___ TEXTE FOURNI

Il reste des dinosaures, dans cette période préhistorique indéfinie de Smart Monkey, mais déjà, le règne des gorilles a commencé. Ils vivent dans la forêt, s’épouillent, somnolent et copulent gaillardement dans la moiteur de la jongle. Quand tout à coup, le «Smart Monkey», héros fureteur de l’aventure, plus curieux, plus malin que ses grands congénères, fait son apparition. La copulation l’intrigue. Il réclame son dû, il est bien le congénère des autres malgré sa différence physique. Lui aussi veut jeter à la face du monde neuf le brame du mâle jouissant de sa semblable. La belle convoitée refuse ses ardeurs? Il la soudoie d’une banane et, pendant qu’elle se délecte plus du fruit frais que d’autre chose, il profite vite vite, et sans doute pour la première fois de sa vie, des touffeurs molles et femelles. Pas sot, l’animal. Mais ils sont vus: l’aval de la guenon velue est dur à avaler pour le chef de meute. Il chasse de tout son pouvoir le petit énergumène bien menaçant.

Commence alors l’aventure en solitaire du «joli singe». Le récit s’accélère. Son rythme soutenu bien que muet se maintiendra jusqu’à la dernière case. Un tigre hargneux aux dents de sabre lui donne la chasse pendant une grande partie du récit. Se procurer de quoi se nourrir, se protéger de la neige et même en faire un bonhomme, échapper à une éruption volcanique à dos de girafe, domestiquer le feu… Vraiment peu de répit pour le héros.

Aussi, «Smart Monkey» a peu de temps pour goûter à la beauté des premières fois. Il est très vite rattrapé par une réalité qui met sa vie en danger. L’éphémère est son lot et tout doit être vécu à toute vitesse. Pourtant, tout au long du récit, la notion de destin court de façon linéaire et obstinée à l’image du tigre aux dents de sabre. Un va-et-vient entre l’éphémère et le «mektoub» (c’est écrit) construit le scénario. Il est écrit que le tigre dévore le singe en ces âges sauvages. Même si notre héros ne finit pas dans le ventre du «deux-dents», un de ses descendants archéologue prendra conscience, en quelque sorte, de la violence de cette époque reculée.

______

-- ÉNONCÉ DU PROBLÈME --
Citez tout ce qui va de « Commence alors l’aventure » jusqu'à « pour le héros. » dans le texte sur Smart Monkey. Les enregistrements ne sont pas nécessaires.

___ DONNÉES ENREGISTRÉES

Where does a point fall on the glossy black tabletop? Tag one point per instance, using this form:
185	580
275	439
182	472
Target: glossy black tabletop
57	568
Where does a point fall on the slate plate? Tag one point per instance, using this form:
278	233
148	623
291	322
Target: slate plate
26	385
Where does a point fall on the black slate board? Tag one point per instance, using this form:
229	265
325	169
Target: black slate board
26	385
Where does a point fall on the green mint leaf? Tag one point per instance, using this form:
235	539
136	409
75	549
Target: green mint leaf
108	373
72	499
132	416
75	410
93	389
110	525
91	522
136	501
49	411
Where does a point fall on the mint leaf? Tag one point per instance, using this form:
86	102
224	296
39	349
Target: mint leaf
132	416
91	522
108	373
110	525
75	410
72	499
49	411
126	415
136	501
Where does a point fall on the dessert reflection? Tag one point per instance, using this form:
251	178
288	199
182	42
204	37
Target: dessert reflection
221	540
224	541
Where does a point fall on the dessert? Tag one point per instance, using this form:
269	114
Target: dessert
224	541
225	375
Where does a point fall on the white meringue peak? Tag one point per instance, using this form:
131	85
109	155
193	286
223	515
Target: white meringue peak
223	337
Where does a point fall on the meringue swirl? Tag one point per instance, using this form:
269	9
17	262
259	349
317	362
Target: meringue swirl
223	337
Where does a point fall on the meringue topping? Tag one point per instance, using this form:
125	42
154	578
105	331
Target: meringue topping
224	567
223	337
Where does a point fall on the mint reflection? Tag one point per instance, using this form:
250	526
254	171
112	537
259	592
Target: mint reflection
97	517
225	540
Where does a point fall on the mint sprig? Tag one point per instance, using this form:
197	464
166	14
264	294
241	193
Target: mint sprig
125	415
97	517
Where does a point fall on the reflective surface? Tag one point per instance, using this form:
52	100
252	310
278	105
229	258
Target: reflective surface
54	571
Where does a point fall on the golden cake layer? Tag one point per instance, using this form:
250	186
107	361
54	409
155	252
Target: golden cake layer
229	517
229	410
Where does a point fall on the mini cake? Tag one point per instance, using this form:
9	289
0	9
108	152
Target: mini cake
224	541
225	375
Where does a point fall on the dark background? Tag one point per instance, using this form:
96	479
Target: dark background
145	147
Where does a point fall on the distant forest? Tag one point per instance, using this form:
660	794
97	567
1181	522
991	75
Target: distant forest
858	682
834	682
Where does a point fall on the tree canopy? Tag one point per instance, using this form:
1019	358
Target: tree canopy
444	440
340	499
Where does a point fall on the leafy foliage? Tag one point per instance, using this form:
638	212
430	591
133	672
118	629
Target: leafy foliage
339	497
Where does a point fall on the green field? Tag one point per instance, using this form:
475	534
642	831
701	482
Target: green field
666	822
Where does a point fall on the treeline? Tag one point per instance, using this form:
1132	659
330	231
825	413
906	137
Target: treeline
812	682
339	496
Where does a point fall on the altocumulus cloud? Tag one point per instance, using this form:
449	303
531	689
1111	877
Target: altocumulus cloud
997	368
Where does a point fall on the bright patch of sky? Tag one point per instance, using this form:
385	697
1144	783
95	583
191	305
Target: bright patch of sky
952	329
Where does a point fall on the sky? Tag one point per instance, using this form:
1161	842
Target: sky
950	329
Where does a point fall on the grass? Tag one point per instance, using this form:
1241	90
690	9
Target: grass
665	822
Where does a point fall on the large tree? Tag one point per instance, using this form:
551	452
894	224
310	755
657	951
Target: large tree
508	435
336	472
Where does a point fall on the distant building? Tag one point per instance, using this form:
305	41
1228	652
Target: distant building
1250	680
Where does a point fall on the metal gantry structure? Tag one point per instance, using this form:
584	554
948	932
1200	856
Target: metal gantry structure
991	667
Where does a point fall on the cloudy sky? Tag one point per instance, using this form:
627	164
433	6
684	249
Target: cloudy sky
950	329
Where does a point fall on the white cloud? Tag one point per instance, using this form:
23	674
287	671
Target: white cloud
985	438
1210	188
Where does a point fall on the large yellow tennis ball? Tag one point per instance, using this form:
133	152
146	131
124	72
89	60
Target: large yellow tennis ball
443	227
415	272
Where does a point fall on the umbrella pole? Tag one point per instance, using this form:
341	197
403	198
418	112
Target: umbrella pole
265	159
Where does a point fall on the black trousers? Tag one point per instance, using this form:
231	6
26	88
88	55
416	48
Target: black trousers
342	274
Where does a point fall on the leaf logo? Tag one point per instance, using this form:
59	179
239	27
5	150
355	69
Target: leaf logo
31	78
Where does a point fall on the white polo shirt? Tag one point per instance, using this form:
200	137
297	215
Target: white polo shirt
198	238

______

-- RÉSULTAT ATTENDU --
Commence alors l’aventure en solitaire du «joli singe». Le récit s’accélère. Son rythme soutenu bien que muet se maintiendra jusqu’à la dernière case. Un tigre hargneux aux dents de sabre lui donne la chasse pendant une grande partie du récit. Se procurer de quoi se nourrir, se protéger de la neige et même en faire un bonhomme, échapper à une éruption volcanique à dos de girafe, domestiquer le feu… Vraiment peu de répit pour le héros.